--- START OF DOCUMENT PASSAGE ---

Rasikan (English: Admirer) is a 2004 Malayalam film directed by Lal Jose and written by Murali Gopy starring Dileep in the lead role with Murali Gopy, Biju Menon, Samvrutha Sunil, Sishwa, Siddharth, Sukumari, Kalabhavan Abi, Aniyappan and Jagathy Sreekumar in the supporting roles. This was Samvrutha Sunil and Murali Gopy's debut film. The movie was an average hit.

Synopsis
Sivankutty is a big fan of Super star Mohanlal aka Lalettan. A part-time mechanic, Sivankutty ekes out a living selling movie tickets in the black. It is at this stage that comely Karishma walks into his life. Karishma is an engineering student who happens to be staying in a hostel near Sivankutty's house. In no time, Sivankutty is bowled over by Karishma's curls and charms. But Sivankutty's cousin Thanki is in love with him, of which Sivankutty is unaware.

A local dada, Kaala Bhaskaran, has killed a policeman and is in jail. Beside herself with grief, the policeman's mother goes mad. Since Bhaskaran was a terror in the village, no one is ready to testify against him. But the plight of the old woman moves Sivankutty, who musters courage to give evidence against the goon. A pep talk by the local inspector Kapil Dev also gives Sivankutty the courage to take on Kaala Bhaskaran. The daring deed makes him a hero in the village.

--- END OF DOCUMENT PASSAGE ---

(EXERCISE TASK 1) According to the Rasikan film article, whose debut film was Rasikan?
(EXERCISE TASK 2) List every named character in the synopsis of the Rasikan film article, excluding the film star Sivankutty idolizes.

--- START OF LISTED RECORDS ---

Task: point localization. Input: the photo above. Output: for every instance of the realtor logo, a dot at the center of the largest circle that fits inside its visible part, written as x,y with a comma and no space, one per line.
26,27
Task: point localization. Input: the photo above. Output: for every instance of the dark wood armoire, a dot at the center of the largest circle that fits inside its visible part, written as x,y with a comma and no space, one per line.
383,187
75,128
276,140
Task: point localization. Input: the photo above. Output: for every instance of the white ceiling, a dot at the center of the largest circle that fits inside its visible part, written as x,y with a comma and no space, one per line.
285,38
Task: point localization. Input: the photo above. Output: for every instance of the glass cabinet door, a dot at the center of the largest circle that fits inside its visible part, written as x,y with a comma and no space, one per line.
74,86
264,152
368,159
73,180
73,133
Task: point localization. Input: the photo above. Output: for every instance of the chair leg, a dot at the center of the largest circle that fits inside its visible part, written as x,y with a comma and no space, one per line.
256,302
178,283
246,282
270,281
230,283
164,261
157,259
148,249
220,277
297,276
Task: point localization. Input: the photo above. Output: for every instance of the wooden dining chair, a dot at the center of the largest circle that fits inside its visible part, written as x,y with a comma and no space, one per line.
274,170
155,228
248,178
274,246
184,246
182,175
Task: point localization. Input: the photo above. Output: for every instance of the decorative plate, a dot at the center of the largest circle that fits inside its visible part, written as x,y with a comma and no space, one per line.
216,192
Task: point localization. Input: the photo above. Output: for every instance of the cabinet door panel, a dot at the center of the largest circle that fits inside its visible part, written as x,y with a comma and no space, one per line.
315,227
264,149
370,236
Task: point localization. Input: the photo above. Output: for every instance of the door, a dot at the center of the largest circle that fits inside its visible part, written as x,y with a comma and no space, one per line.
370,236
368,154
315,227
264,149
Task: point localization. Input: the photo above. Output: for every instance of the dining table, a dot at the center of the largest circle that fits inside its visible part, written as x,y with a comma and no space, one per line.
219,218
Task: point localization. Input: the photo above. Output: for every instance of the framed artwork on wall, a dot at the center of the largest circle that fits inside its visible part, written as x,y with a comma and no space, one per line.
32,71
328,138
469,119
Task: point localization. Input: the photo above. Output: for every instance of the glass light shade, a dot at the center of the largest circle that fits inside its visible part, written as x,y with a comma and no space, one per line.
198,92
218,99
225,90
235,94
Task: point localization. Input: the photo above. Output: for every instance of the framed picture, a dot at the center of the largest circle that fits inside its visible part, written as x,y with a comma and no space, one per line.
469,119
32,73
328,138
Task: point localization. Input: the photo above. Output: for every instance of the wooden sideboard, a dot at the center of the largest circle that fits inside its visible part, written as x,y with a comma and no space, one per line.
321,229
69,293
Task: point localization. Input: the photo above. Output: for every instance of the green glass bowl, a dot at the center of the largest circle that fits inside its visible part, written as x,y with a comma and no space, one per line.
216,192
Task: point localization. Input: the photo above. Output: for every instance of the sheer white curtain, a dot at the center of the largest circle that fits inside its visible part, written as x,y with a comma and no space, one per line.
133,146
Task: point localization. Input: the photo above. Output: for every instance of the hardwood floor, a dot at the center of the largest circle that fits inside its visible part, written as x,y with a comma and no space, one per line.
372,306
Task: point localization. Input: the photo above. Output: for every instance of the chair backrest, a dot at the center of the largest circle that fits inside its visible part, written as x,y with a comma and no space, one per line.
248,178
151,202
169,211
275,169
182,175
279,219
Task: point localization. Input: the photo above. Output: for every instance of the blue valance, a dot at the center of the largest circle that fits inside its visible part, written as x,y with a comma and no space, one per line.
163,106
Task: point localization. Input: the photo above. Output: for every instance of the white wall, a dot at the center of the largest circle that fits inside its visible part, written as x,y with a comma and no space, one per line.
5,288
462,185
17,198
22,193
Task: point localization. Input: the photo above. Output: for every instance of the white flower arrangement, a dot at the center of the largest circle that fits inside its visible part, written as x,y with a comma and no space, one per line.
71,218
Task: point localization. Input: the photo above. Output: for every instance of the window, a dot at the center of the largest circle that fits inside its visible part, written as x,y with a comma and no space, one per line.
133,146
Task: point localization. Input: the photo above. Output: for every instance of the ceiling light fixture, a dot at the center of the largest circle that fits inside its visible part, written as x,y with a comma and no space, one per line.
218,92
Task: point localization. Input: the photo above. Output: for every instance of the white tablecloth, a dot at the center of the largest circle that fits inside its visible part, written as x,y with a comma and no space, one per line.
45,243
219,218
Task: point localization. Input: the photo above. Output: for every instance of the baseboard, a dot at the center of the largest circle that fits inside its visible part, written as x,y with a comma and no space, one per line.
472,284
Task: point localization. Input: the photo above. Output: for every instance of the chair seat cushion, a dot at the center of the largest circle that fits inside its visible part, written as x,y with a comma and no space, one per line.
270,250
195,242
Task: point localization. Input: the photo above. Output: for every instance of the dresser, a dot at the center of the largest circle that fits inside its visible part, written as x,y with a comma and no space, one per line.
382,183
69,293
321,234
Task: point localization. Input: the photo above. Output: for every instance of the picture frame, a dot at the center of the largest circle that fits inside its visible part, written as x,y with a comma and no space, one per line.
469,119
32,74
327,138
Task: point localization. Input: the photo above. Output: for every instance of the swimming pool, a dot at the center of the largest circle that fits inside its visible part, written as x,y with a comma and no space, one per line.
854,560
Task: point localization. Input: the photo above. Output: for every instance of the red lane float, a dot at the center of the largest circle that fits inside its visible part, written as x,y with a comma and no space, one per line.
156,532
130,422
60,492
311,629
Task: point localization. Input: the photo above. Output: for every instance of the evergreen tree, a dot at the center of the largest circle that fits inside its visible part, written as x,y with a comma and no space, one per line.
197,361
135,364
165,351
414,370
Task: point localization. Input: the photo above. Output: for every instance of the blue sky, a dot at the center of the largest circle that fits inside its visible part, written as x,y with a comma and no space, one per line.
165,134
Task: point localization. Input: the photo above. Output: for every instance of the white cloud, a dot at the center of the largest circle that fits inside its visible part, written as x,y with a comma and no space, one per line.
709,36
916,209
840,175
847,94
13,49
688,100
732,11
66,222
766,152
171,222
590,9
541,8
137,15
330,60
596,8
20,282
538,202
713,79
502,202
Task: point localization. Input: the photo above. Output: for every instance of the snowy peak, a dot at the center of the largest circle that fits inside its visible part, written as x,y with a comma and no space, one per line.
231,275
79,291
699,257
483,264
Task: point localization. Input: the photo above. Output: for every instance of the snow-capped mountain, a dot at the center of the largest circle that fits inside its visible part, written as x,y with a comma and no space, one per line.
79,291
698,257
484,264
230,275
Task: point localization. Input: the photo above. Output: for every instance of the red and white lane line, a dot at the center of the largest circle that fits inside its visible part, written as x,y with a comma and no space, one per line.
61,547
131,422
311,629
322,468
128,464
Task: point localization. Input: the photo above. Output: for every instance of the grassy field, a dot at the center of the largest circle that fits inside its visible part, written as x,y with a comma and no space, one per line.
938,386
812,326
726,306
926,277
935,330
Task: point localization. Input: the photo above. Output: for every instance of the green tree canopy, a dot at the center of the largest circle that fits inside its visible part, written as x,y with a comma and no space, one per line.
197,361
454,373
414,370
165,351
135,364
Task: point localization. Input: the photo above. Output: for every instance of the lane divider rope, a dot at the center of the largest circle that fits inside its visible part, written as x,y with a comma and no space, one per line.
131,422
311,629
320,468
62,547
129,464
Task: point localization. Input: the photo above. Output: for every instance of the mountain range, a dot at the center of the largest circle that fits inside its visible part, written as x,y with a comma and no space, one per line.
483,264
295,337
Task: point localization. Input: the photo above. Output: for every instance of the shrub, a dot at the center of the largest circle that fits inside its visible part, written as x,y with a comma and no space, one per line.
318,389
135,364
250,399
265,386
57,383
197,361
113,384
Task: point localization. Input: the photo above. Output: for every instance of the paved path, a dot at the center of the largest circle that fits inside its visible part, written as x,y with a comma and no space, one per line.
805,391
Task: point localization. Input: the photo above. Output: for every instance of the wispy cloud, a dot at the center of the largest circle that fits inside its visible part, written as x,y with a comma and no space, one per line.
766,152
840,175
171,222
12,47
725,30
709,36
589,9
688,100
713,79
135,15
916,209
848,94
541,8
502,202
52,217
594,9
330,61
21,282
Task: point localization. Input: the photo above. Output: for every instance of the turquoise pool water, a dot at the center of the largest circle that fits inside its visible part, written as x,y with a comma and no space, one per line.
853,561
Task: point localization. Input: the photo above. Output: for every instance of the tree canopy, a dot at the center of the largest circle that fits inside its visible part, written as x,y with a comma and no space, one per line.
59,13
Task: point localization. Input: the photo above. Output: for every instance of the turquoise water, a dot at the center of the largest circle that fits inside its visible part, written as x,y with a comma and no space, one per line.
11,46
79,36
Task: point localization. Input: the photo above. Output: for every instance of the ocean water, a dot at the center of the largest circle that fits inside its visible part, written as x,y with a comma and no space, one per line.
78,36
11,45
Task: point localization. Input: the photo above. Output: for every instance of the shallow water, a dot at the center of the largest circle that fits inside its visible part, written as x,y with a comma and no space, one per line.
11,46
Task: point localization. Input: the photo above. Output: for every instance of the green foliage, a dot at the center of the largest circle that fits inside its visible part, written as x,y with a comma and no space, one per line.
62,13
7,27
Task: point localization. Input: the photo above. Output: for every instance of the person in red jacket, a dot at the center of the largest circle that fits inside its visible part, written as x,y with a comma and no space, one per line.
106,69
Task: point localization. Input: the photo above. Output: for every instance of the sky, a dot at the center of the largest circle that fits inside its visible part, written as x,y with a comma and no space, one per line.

--- END OF LISTED RECORDS ---

(EXERCISE ANSWER 1) It was the debut film of Samvrutha Sunil and Murali Gopy.

(EXERCISE ANSWER 2) Sivankutty, Karishma, Thanki, Kaala Bhaskaran, Kapil Dev